更新日時:2024.07.01
【リアルインタビュー】キング・森岡薫、現役引退宣言して挑む“ラストチャレンジ”|STAR is BACK
PHOTO BY高橋学、伊藤千梅、本田好伸
3月31日、1日ズレていればエイプリルフールを疑いかねない衝撃のリリースが、ペスカドーラ町田から発表された。
「森岡薫選手新加入のお知らせ」
現役引退を考えていた矢先だった。ただ、Fリーグのファイナルシーズンを観戦した際に、自分の中で「消えかかっていた炎がもう一度燃え始めた」。
名古屋オーシャンズのエースとして、Fリーグ9連覇、4回の最優秀選手賞、4回の得点王。文字通りフットサル界のキングだ。
現在45歳。かつての輝きをピッチで示すことは簡単ではない。「無謀な挑戦」という見方もあるだろう。だが、森岡の表情には1点の曇りもない。

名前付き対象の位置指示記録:
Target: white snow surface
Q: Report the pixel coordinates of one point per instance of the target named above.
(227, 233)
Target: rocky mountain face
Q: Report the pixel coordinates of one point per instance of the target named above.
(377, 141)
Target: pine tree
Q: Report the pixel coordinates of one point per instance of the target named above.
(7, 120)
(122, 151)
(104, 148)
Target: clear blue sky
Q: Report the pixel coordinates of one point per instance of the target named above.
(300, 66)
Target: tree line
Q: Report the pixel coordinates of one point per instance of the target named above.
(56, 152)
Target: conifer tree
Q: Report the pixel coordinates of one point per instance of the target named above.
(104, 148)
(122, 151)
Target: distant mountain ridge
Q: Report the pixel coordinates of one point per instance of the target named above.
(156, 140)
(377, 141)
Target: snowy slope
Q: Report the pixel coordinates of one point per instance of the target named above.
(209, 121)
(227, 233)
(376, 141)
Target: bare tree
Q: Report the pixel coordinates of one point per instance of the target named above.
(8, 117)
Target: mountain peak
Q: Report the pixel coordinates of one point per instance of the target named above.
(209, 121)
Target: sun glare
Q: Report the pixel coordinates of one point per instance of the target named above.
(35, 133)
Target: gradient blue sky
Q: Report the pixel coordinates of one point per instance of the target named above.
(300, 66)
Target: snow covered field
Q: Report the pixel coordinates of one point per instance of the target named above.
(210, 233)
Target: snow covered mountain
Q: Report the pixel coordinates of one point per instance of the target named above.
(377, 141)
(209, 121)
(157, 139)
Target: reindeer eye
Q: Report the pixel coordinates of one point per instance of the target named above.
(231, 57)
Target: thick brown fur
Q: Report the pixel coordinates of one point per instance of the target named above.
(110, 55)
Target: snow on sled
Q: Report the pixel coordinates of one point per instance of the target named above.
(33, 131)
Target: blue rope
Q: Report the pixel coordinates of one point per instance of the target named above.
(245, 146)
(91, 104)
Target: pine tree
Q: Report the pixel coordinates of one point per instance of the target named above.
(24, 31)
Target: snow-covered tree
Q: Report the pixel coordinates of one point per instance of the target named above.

練習問題 1:
エントリのうち、"Target: conifer tree"を含む行からエントリの末尾までを、一行も省かずに書き出せ。その際、答えに示された座標のすべての数値に-57を加えること。
練習問題 2:
森岡薫のペスカドーラ町田加入を伝える記事を、最後の文の後から書き継げ。

最終結果 1:
Target: conifer tree
Q: Report the pixel coordinates of one point per instance of the target named above.
(47, 91)
(65, 94)
Target: distant mountain ridge
Q: Report the pixel coordinates of one point per instance of the target named above.
(99, 83)
(320, 84)
Target: snowy slope
Q: Report the pixel coordinates of one point per instance of the target named above.
(152, 64)
(170, 176)
(319, 84)
Target: bare tree
Q: Report the pixel coordinates of one point per instance of the target named above.
(-49, 60)
Target: mountain peak
Q: Report the pixel coordinates of one point per instance of the target named above.
(152, 64)
Target: sun glare
Q: Report the pixel coordinates of one point per instance of the target named above.
(-22, 76)
Target: gradient blue sky
Q: Report the pixel coordinates of one point per instance of the target named above.
(243, 9)
Target: snow covered field
Q: Report the pixel coordinates of one point per instance of the target named above.
(153, 176)
Target: snow covered mountain
Q: Report the pixel coordinates of one point per instance of the target named above.
(320, 84)
(152, 64)
(100, 82)
Target: reindeer eye
Q: Report the pixel coordinates of one point per instance of the target named above.
(174, 0)
Target: thick brown fur
Q: Report the pixel coordinates of one point per instance of the target named above.
(53, -2)
Target: snow on sled
Q: Report the pixel coordinates of one point per instance of the target named above.
(-24, 74)
Target: blue rope
Q: Report the pixel coordinates of one point per instance of the target named above.
(188, 89)
(34, 47)
Target: pine tree
Q: Report the pixel coordinates of one point per instance of the target named above.
(-33, -26)
Target: snow-covered tree
Q: Report the pixel coordinates of one point per instance of the target named above.

最終結果 2:
「今、俺、フットサルがめちゃくちゃ楽しい」
“キング”はなぜ、F1に戻ってきたのか。なぜ、町田なのか。そして「最後のチャレンジ」の意味とはなにか。
2013年に「森岡薫自伝 生まれ変わる力」を共著した盟友・北健一郎がその胸中に迫った。
取材=北健一郎
編集=田中達郎、青木ひかる
※取材は5月27日に実施
消えかかっていた炎が、もう一度燃え始めた
──率直に聞きます、なぜペスカドーラ町田に戻ってきたのでしょうか。
実を言うと、町田に戻ってくる話をもらったのは「選手として」ではなく「フロントとして」でした。
──昨シーズン限りで現役を引退することを見越しての話だった。
はい。町田は育成を大事にするチームで、トップで活躍している選手たちは他のチームからの移籍よりも、育成組織から上がってきた選手がメインになっています。
そのスタンスを大きくは変えずに、もっとチームを強化できないかと。スペイン語とポルトガル語も話せる自分だからできることもあるはず。
いずれ日本一、アジアナンバーワン、そして世界で誇れるようなチームをつくりたいという思いがずっとあったので、本当に良いタイミングだったと思います。
──森岡選手としても次のステップに行こうと思っていたわけですね。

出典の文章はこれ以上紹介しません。